• What is required: Keep the wording of each record exactly the same when you repeat it, and leave out pictures.

[Records from a dataset]
◇ ◇ ◇
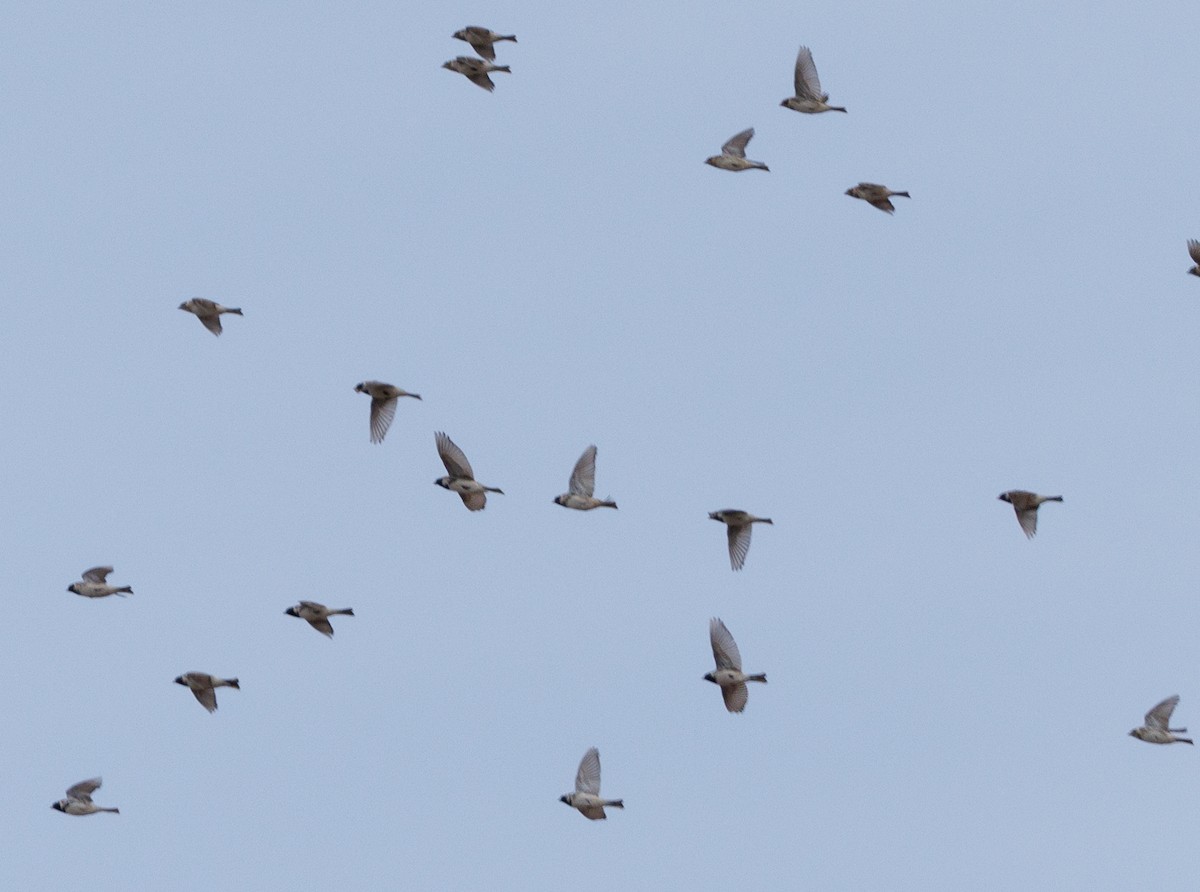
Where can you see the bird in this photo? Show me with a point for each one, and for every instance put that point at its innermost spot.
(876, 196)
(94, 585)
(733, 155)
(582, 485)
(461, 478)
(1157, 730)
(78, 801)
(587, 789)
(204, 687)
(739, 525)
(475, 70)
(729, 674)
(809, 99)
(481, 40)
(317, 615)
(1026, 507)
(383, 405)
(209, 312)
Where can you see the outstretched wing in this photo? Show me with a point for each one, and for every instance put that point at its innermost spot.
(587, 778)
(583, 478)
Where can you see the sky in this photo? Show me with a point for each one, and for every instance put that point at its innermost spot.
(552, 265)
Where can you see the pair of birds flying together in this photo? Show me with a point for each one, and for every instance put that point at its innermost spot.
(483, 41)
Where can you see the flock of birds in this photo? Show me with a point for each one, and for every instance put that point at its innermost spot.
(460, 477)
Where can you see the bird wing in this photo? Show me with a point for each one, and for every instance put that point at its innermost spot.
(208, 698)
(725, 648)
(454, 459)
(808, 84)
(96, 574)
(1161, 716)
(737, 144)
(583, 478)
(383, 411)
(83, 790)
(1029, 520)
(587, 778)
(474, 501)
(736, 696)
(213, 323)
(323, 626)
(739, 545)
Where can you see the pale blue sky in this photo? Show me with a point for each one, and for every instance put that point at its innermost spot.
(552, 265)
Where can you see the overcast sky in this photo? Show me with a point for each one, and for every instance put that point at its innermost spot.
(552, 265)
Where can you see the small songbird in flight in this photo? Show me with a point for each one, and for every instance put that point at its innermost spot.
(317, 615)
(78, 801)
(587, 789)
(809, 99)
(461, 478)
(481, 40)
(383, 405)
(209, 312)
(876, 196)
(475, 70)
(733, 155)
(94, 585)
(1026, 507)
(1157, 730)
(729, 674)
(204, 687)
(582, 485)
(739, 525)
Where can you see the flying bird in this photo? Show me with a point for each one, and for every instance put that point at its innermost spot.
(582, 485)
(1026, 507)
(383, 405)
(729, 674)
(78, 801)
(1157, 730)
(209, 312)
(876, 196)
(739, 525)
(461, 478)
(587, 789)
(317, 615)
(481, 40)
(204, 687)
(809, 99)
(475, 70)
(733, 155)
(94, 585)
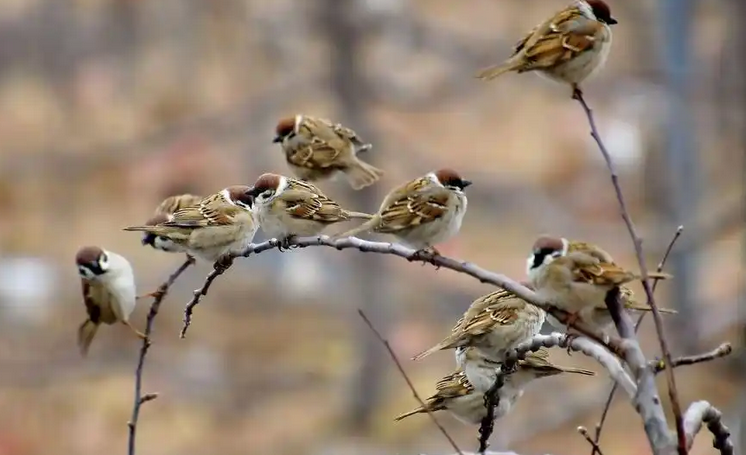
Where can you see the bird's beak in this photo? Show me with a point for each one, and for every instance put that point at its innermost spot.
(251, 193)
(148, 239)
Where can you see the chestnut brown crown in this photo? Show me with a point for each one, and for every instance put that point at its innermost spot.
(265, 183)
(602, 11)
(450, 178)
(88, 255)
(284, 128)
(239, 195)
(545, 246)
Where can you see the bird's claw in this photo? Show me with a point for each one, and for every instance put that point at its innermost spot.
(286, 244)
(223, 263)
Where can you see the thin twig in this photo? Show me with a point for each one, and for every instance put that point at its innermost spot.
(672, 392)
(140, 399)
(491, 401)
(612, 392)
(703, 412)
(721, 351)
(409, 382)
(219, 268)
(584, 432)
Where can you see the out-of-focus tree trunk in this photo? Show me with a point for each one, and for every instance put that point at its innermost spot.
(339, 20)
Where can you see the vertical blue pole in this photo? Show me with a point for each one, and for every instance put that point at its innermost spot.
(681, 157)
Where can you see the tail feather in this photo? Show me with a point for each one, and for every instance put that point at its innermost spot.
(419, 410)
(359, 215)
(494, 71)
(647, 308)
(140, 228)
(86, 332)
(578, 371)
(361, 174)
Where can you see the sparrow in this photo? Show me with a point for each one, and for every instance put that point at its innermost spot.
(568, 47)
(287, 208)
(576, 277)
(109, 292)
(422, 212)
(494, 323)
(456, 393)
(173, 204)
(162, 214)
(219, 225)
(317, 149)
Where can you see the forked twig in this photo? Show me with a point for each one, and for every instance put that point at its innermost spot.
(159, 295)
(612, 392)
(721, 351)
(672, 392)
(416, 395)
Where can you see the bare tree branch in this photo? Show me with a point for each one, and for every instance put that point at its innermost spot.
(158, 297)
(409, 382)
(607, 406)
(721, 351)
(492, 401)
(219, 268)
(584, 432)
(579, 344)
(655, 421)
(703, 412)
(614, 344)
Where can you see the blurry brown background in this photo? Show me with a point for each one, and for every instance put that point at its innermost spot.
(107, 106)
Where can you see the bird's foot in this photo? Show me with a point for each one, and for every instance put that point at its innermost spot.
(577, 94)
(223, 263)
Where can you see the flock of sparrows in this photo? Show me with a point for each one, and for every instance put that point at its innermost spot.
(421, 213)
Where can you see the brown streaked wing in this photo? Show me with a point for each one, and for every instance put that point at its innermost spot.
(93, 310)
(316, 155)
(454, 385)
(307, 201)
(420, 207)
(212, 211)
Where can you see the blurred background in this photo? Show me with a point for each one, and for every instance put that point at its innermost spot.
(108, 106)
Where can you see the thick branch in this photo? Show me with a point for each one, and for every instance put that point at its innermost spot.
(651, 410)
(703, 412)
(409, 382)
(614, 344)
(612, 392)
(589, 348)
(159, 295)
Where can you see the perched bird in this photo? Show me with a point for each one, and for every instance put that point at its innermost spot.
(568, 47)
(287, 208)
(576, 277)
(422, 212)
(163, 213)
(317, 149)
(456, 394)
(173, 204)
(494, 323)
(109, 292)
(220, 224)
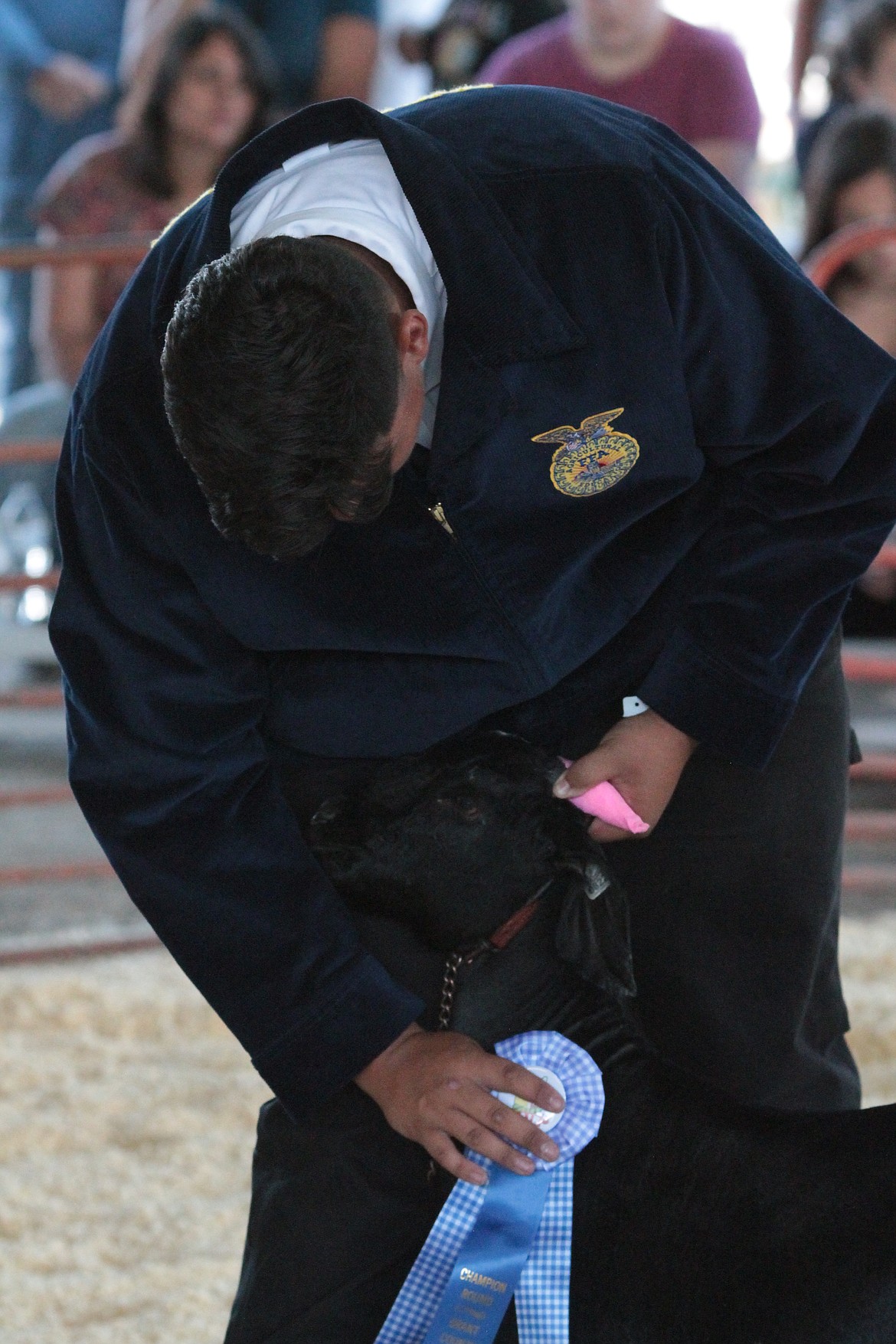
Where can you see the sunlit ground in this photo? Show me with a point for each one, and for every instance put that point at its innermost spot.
◇ ◇ ◇
• Solution to the exercise:
Where can you see the bird in this photo? Show me with a point for each one, and for every instance put that point at its innermost spot.
(876, 196)
(94, 585)
(733, 155)
(582, 485)
(461, 478)
(1157, 730)
(78, 801)
(587, 789)
(204, 687)
(739, 525)
(475, 70)
(729, 674)
(809, 99)
(481, 40)
(317, 615)
(1026, 507)
(383, 405)
(209, 312)
Where can you see the outstretched wing in this photo? Show me with a point for each one, and for every instance put that point at its innermost spot.
(587, 778)
(583, 478)
Where can you see the sky in this photo? Show me with a point for each one, and for every instance put that point at its innermost spot.
(552, 265)
Where can you see the pair of birds flying together in this photo? Show me with a point for each one, and for every instance put that point at its innermost spot.
(483, 41)
Where can you see the flock of birds in this photo? Show me with a point for each one, and for every instance put that point at its innermost spot.
(460, 477)
Where can you see the bird wing in this photo? Show me with a point for each one, and for every instance put that point at its innermost spot.
(208, 698)
(725, 648)
(454, 459)
(808, 84)
(96, 574)
(1161, 716)
(737, 144)
(583, 478)
(383, 411)
(83, 790)
(1029, 520)
(587, 778)
(474, 501)
(736, 696)
(213, 323)
(323, 626)
(739, 545)
Where can you see the pale blue sky in this photo? Show me with a point for each one, and for every instance put that point at its innermost spot.
(552, 265)
Where can you see the overcast sky in this photo? Show me with a point for each one, and for every instance put that point at its innermost spot.
(552, 265)
Where can you see the small songbird in flight in this photo? Show me with a point for each one, and for every instance put that point at its innermost spot.
(317, 615)
(78, 801)
(587, 789)
(809, 99)
(461, 478)
(481, 40)
(383, 405)
(209, 312)
(876, 196)
(475, 70)
(733, 155)
(94, 585)
(1026, 507)
(1157, 730)
(729, 674)
(204, 687)
(582, 485)
(739, 525)
Where can you see the flying bird in this photo? Show me with a point for each one, and for every instance put that point at its innermost spot.
(582, 485)
(1026, 507)
(383, 405)
(729, 674)
(78, 801)
(1157, 730)
(209, 312)
(876, 196)
(739, 525)
(461, 478)
(587, 789)
(317, 615)
(481, 40)
(204, 687)
(809, 99)
(475, 70)
(733, 155)
(94, 585)
Where can you see the bird's beak in this photo? Show me with a point for each one, and for every instance put that point at its innermost spot.
(251, 193)
(148, 239)
Where can you see the chestnut brown crown in this photo? Show me with a point for each one, and for every instance put that point at its innermost spot.
(265, 183)
(602, 11)
(450, 178)
(88, 255)
(284, 128)
(239, 195)
(545, 246)
Where can you see the bird's claw in this photo? Show me with a point for each one, and for every instance put that point at its innermost spot.
(286, 244)
(223, 263)
Where can you see the thin twig in this photo? Show me with a point for each one, and for every instance put that point at its innermost spot.
(672, 392)
(140, 399)
(491, 401)
(612, 392)
(703, 412)
(721, 351)
(409, 382)
(219, 268)
(584, 432)
Where can you see the out-of-focus tree trunk in this photo? Show me with a point for each one, and for every instance put that point at its innermost spot.
(339, 20)
Where can you see the vertical blue pole in this photo? Show me with a point for each one, and for every instance put that point at its innermost spot.
(681, 157)
Where can you see the tail feather in this photo? Show me with a point for each one, and for every instance put that point at its innermost spot.
(419, 410)
(359, 215)
(494, 71)
(647, 308)
(140, 228)
(86, 332)
(578, 371)
(361, 174)
Where can you see the sparrow in this photo? Show me with a point for each one, and for every instance put that point at its innermost spot.
(568, 47)
(287, 208)
(576, 277)
(109, 292)
(422, 212)
(494, 323)
(456, 393)
(173, 204)
(162, 214)
(219, 225)
(317, 149)
Where can you see the forked twig in this photo? Show me with a point for each one, and for every instance put that point at its innermost spot.
(159, 295)
(612, 392)
(721, 351)
(672, 392)
(416, 395)
Where can you see the bare tree branch in this photo? Show me with a point for each one, and for every instance put that point at its innermost spot.
(158, 297)
(409, 382)
(607, 406)
(721, 351)
(492, 401)
(219, 268)
(584, 432)
(579, 344)
(655, 421)
(703, 412)
(614, 344)
Where can you see the blurry brown background in this photo? Show me with a point for each one, and for every instance put that point at its innermost spot.
(107, 106)
Where can you see the bird's foot in this photo? Show me with a point for each one, and for every instance put that point at its innermost spot.
(577, 94)
(223, 263)
Where can you see the flock of sparrows in this photo? Show me with a point for each one, and for every instance put that point at its innermost spot.
(421, 213)
Where can you see the brown streaked wing in this photo? Show me with a point for each one, and for every instance put that point at its innermost spot.
(93, 310)
(316, 155)
(454, 385)
(307, 201)
(420, 207)
(212, 211)
Where can you see the blurred background in this photo? Show me with a point for each one, and for every instance put that point at its innermost spot.
(108, 106)
Where can you see the thick branch in this photo? Show me with a point for each one, and for every instance put that point at its innermost spot.
(651, 410)
(703, 412)
(409, 382)
(614, 344)
(612, 392)
(589, 348)
(159, 295)
Where can you see the perched bird in this photo? Show me with a point for each one, and for every instance put that point at its innermost spot.
(568, 47)
(287, 208)
(576, 277)
(422, 212)
(163, 213)
(317, 149)
(456, 394)
(173, 204)
(494, 323)
(109, 292)
(220, 224)
Where can you see the sunlit ground in this photo? Show me with a point for each one, and for every instance put that point at its innermost spot.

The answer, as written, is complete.